▶ _Required work_
Tally the lines in the material below that contain the string "nose", and give only that number.

▶ _Collected data_
◇ ◇ ◇ ◇

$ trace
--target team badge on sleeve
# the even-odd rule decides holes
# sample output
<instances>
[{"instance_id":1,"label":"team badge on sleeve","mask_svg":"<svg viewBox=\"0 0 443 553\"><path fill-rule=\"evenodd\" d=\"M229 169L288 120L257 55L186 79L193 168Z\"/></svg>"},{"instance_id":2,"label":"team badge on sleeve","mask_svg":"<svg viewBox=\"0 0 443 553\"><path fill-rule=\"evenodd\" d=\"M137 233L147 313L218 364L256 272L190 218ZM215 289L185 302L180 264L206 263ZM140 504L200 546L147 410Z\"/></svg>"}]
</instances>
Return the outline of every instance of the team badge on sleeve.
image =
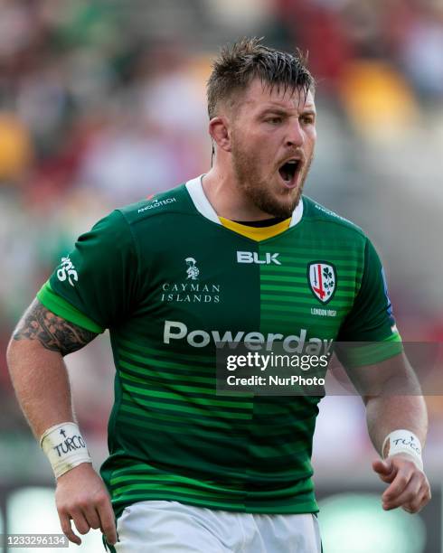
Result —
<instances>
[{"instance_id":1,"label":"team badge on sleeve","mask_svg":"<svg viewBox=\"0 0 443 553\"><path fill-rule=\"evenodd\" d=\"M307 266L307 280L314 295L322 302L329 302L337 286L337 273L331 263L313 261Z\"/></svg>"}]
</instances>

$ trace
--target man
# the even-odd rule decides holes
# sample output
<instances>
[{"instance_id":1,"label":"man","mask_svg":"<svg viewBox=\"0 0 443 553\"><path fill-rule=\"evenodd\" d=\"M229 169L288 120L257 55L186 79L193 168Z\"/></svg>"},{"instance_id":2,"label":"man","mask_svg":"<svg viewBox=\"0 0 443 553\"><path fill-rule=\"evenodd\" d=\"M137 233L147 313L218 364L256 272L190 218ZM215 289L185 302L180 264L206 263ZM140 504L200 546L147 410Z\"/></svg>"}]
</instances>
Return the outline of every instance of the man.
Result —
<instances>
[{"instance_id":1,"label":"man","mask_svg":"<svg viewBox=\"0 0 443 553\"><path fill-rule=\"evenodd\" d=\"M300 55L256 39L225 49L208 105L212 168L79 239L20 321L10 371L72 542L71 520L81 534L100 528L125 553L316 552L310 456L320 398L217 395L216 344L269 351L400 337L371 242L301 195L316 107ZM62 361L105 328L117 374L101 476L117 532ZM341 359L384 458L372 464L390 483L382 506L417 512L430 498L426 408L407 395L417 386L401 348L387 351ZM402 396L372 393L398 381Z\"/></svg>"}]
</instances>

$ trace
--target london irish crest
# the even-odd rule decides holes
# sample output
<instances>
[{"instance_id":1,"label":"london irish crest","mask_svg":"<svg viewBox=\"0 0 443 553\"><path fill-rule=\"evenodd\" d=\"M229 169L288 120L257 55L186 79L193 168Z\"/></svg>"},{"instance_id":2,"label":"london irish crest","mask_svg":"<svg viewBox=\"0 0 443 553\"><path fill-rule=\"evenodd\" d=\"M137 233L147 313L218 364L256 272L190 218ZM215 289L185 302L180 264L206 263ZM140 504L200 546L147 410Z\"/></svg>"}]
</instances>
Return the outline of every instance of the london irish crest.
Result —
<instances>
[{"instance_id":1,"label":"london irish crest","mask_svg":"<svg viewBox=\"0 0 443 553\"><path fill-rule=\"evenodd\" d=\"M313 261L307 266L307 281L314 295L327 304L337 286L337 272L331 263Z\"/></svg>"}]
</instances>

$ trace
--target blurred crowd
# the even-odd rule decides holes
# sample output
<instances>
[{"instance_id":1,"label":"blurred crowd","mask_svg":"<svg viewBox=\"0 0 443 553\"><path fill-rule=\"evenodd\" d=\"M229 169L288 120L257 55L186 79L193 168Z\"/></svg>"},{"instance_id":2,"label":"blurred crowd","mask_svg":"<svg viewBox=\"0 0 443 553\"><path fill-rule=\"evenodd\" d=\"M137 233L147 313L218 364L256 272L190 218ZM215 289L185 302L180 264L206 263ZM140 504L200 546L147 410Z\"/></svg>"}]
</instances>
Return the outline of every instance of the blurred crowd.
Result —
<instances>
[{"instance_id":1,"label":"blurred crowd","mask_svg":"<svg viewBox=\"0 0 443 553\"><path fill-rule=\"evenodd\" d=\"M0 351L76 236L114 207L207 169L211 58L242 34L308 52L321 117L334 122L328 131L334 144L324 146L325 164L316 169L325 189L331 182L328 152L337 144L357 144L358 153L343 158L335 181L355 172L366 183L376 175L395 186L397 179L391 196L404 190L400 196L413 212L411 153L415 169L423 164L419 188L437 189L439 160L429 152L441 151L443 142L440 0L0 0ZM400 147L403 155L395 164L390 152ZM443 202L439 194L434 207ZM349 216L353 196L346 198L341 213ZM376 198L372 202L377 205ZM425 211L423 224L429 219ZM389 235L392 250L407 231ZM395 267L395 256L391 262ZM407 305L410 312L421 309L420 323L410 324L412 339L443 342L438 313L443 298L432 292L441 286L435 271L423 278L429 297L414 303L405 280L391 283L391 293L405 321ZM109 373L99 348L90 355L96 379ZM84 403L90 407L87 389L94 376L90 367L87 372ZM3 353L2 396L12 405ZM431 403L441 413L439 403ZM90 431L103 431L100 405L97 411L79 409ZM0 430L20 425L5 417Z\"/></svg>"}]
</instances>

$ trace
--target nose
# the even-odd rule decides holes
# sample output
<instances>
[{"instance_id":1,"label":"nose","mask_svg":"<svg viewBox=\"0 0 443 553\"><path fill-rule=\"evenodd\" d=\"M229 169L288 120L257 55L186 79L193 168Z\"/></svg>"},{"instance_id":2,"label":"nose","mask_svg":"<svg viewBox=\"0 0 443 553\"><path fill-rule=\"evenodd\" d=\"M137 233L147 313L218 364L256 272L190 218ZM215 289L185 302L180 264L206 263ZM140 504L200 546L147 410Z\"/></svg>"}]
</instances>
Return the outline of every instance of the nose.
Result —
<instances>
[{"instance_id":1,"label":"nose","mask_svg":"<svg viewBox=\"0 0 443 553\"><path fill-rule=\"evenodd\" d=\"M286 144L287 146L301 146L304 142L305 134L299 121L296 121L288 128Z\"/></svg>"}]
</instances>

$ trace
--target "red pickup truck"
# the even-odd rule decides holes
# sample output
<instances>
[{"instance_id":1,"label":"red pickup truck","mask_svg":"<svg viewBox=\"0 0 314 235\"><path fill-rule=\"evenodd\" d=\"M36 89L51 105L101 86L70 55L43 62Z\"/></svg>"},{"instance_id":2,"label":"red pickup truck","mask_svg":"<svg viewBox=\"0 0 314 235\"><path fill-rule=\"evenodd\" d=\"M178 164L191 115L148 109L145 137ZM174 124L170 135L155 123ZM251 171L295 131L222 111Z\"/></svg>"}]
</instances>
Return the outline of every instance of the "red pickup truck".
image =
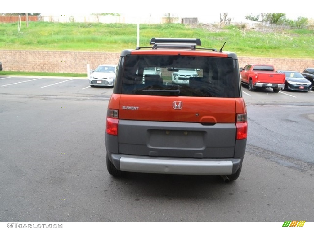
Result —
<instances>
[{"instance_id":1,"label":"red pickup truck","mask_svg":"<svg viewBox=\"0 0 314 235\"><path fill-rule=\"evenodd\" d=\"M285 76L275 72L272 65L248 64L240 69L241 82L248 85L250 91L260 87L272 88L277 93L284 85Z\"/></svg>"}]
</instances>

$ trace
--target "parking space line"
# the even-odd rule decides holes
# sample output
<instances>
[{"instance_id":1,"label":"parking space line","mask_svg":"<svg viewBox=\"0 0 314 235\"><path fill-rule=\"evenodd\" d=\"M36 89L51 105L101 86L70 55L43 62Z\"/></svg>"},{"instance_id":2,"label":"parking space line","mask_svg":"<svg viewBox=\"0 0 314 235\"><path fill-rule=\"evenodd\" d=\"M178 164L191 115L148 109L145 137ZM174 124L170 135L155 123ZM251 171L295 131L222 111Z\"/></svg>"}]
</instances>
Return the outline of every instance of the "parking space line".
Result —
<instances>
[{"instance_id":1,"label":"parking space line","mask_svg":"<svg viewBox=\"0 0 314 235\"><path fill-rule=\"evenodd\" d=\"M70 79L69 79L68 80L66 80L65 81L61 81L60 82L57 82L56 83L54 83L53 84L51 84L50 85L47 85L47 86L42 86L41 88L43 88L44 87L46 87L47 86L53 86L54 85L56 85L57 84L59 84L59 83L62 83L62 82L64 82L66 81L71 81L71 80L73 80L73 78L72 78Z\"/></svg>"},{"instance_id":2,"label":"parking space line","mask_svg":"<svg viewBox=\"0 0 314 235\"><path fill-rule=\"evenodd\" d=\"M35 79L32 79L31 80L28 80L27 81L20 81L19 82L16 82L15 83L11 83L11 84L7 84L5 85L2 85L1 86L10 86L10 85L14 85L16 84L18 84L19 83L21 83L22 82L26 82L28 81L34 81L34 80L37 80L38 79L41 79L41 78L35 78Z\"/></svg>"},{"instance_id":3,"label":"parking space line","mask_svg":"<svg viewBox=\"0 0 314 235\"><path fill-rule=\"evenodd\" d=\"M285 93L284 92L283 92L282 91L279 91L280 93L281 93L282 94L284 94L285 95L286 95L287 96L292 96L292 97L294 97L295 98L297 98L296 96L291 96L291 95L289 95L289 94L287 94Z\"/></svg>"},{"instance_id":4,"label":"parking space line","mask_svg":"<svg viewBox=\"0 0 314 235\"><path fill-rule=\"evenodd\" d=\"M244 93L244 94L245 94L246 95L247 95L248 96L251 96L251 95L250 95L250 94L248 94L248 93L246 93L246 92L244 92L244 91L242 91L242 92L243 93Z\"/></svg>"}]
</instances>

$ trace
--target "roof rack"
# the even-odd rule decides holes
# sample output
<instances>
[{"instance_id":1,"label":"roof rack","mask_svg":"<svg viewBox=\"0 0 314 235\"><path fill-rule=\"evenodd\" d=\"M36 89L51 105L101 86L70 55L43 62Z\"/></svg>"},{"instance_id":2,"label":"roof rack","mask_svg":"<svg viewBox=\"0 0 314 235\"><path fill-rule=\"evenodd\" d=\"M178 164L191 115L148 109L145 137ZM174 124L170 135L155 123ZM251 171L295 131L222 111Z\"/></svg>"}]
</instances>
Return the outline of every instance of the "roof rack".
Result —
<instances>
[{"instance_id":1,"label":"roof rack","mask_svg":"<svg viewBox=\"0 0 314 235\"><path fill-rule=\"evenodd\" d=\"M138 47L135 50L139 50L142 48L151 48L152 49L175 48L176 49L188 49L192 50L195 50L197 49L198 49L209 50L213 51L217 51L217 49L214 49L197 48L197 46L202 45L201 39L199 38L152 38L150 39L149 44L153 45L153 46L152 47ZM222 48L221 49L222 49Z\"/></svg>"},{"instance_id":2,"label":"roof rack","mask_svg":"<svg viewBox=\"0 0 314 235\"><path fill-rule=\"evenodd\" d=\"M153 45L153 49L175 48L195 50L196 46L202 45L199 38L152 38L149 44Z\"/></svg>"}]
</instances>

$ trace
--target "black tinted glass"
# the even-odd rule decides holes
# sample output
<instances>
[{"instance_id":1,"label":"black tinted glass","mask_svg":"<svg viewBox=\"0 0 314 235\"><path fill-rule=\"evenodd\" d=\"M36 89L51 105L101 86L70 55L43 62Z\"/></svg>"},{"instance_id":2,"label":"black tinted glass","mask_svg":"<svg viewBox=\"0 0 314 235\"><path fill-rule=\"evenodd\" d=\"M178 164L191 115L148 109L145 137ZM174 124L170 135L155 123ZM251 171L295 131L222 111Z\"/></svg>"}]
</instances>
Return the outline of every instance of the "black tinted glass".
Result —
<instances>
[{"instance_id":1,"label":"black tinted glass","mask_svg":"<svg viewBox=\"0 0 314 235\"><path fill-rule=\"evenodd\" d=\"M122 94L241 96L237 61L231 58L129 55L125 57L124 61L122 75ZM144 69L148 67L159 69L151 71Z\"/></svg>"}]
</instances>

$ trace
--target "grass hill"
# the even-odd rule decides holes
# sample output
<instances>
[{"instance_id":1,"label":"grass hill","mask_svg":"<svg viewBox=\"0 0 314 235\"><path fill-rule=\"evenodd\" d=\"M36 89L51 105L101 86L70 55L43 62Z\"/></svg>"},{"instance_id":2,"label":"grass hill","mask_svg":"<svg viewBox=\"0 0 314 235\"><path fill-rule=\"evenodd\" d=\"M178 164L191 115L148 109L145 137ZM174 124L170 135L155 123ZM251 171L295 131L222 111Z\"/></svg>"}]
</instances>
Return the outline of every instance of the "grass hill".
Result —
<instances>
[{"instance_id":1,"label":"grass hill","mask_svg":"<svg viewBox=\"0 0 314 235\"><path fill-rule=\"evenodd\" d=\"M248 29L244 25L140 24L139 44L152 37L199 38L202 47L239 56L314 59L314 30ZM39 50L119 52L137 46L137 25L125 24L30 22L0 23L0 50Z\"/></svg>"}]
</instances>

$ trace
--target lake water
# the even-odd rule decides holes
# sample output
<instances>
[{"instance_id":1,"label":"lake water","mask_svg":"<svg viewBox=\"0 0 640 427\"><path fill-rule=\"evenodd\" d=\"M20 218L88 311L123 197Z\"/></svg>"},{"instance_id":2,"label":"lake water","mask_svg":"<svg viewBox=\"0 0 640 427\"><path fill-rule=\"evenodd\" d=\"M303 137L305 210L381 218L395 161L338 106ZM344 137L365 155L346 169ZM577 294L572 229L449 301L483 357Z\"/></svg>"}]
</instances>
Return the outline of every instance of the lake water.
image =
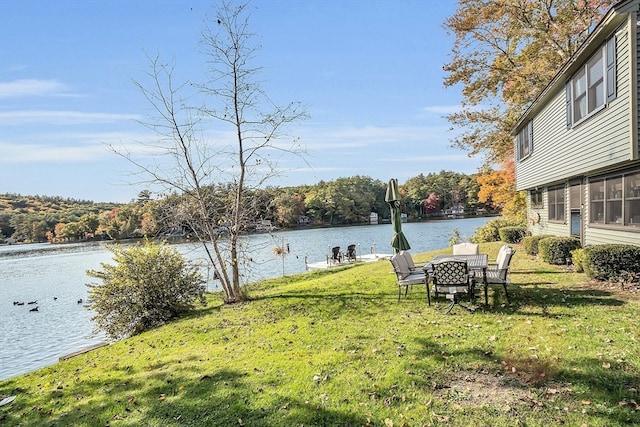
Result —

◇ ◇ ◇ ◇

▶ _Solution for this task_
4